TASK LIST:
- a) In the comment thread about SCO, how far does one comment say the company's shares dropped before it declared bankruptcy?
- b) In the SCO comment thread, switch "poverty" to "debt" and write out the stretch from "Exactly so. I" through "that action also." with that change.
- c) Resume the SCO comment thread, writing on from its last sentence.

GIVEN PASSAGE:
In the grand scheme of things, the actions of SCO are quite harmless compared to the activities of some other corporations. Perhaps it is a sad indictment of the modern world that people are willing to work for weapons manufacturers, fast food chains, coffee chains or [insert evil corporation of choice] but it is the real world. People have mortgages to pay and not everyone can quit a job on Friday and be back working on Monday. For some folk, feeding their children is more important than Linux and FOSS. I wonder how old you are, because your priorities and attitude seem a bit “adolescent”.
I can understand someone being passionate about Linux and FOSS, but as sbergman27 pointed out, your comments are quite vindictive. To me, you sound like you are equating the rank and file employees of SCO with collaborators of a murderous regime.
The only way to stop things like this happening is to make the people at board level personally responsible. CEOs and directors can flit from one company to another, leaving a trail of lawsuits, bankruptcies and lost jobs. It’s not just the USA, it happens everywhere. To take pleasure in the fact that people lower in an organisation, who don’t make policy decisions, can (or should) lose their jobs, shows the same level of callousness that motivated the McBride and Sontag.
Exactly so. I hope the CEOs and other suits who dreamt up this SCOG scam lose their shirts and forevermore have to live in poverty. The lawyers can have some of that action also.
WTF??
Hopefully the former SCOG people who had nothing to do with the scam can get a decent job elsewhere immediately. Who on earth would want otherwise?
The fact that there would be no job future at SCOG should have been obvious for years to even the most junior of SCOG employees.
http://finance.yahoo.com/echarts?s=SCOXQ.PK#chart1:symbol=scoxq.pk;…
There are not many companies that keep going after dropping from $20 down to $0.13 and then declaring bankruptcy, with four deadset loser court actions still on their books.
Anybody at SCOG with even a modicum of sense will have another job lined up.
Hopefully the former SCOG people who had nothing to do with the scam can get a decent job elsewhere immediately. Who on earth would want otherwise?
Some people invest lots of time and effort into a project so much that it’s their passion to keep working on it even if they don’t own it. That may or may not describe some of the people that stayed behind, but it’s a possibility. There are a number of possibilities. Besides, getting a new job is easy anyway, especially with a global economic crisis shadowing above. I even had a dream a little over a week ago that Sun was laying off 6000 people… wait, I think that was a dream.

ENTRIES SHOWN:
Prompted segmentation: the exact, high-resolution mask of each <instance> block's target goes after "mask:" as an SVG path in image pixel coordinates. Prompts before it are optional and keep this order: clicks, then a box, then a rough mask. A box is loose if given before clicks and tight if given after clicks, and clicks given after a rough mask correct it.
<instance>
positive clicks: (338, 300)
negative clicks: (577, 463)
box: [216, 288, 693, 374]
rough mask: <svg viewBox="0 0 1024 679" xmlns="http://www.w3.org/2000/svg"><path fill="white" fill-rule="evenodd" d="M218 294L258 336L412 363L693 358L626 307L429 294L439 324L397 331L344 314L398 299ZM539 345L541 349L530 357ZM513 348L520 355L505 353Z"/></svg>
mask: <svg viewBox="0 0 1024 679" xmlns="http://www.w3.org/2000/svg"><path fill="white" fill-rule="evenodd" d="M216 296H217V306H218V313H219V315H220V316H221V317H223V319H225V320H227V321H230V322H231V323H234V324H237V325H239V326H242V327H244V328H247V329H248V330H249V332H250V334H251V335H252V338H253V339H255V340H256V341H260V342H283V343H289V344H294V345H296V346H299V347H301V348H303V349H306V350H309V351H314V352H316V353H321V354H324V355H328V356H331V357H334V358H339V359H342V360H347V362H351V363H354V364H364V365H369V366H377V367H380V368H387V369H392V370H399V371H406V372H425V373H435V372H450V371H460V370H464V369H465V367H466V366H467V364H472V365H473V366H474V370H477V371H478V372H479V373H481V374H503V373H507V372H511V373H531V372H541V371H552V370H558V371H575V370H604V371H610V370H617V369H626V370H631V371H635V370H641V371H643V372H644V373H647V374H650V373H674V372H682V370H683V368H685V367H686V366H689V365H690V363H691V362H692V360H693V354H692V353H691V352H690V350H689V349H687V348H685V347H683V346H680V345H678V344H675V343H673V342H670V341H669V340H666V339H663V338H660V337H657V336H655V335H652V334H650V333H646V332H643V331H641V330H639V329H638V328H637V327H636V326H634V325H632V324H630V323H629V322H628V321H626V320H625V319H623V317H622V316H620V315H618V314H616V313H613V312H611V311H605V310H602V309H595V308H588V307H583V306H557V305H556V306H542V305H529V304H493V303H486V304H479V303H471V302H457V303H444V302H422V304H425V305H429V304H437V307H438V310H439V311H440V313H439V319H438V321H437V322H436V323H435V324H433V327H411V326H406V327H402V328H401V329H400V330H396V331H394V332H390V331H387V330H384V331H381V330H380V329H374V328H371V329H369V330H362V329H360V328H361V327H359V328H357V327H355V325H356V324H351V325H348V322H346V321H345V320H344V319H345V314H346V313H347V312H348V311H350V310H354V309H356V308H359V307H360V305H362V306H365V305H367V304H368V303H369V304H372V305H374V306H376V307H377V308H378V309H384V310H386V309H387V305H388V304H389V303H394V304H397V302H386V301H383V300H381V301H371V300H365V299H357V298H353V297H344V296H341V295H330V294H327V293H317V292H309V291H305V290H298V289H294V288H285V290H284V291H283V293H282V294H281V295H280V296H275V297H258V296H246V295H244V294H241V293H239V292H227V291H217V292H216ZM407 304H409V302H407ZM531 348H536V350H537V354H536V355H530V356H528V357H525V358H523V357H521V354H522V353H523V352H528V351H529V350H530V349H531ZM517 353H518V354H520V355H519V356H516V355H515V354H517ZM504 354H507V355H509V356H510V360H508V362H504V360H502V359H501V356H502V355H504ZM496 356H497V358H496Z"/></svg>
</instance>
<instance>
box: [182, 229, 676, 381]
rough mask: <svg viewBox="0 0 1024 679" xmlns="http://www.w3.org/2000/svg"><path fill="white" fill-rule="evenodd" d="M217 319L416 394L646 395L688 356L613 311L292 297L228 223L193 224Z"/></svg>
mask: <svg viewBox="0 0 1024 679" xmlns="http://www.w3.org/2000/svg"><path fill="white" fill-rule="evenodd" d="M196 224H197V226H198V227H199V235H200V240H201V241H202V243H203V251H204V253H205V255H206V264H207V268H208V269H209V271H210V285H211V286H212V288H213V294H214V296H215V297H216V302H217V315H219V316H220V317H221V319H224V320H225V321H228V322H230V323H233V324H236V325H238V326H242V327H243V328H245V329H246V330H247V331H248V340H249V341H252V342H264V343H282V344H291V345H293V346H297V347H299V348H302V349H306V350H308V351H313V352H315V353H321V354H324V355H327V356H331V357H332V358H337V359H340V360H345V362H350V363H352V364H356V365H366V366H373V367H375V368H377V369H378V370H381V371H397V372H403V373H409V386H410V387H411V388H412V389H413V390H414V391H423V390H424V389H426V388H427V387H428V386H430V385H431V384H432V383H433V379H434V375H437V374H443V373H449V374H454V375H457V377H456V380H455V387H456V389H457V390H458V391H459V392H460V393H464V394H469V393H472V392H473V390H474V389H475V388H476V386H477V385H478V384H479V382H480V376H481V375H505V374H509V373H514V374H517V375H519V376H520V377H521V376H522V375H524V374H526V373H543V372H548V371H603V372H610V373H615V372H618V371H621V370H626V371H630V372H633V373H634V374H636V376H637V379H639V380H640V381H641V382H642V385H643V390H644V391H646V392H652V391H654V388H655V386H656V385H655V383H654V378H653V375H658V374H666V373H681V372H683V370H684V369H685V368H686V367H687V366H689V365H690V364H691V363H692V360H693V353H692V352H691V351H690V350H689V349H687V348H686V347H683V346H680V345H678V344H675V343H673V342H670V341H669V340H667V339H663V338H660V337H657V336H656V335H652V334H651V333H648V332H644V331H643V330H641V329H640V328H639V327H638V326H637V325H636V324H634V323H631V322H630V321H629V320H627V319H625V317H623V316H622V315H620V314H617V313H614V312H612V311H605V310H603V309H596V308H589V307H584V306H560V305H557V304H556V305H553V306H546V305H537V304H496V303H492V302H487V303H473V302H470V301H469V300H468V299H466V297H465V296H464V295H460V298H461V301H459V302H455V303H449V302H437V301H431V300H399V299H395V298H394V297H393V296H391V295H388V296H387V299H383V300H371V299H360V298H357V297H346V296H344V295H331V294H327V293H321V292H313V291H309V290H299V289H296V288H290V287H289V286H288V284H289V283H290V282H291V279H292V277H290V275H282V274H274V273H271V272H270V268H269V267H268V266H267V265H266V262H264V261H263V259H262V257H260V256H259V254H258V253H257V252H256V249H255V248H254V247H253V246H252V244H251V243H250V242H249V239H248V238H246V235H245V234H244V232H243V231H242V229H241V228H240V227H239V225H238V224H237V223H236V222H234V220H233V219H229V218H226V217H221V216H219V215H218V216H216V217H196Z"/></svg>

ANSWERS PROVIDED:
- a) From $20 down to $0.13.

- b)
Exactly so. I hope the CEOs and other suits who dreamt up this SCOG scam lose their shirts and forevermore have to live in debt. The lawyers can have some of that action also.

- c)
Do you drink Coke? Pepsi? Do you buy sportswear like, say , Nike? Do you buy cheap technology made in China? Cheap clothes? Did your dad give your mom a diamond ring?
On the ladder of evil companies SCO is pretty damn low on the rung, ya know.
Yes, because SCO only employed technical people. No other staff like beancounters, secretaries, adinistrative staff etc. Well, I guess they did but it sure serve those people right for wanting to feed their families and not knowing about Linux!
Seriously, dude, grow up and/or get a life.
> Yes, because SCO only employed technical people. No other staff like beancounters, secretaries, adinistrative staff etc. Well, I guess they did but it sure serve those people right for wanting to feed their families and not knowing about Linux!
Get real. A secretary or a beancounter can walk into a normal, saner company right across the road tomorrow without a second thought. They should have had a plan to do so for years now because the writing has been on the wall for the demise of SCOG for a tremendously long time.
The only people whose technical reputations will be rightfully trashed over this affair are those who continued to work towards helping SCO perhaps achieve their ends for years after the true nature & intent of SCOG as a vexatious litigator and bottom feeder was painfully obvious.
Gupta is one such name that comes to mind (and certainly a person who was a recipient of SCOG shares).
Edited 2008-11-25 09:40 UTC
“Get real. A secretary or a beancounter can walk into a normal, saner company right across the road tomorrow without a second thought.”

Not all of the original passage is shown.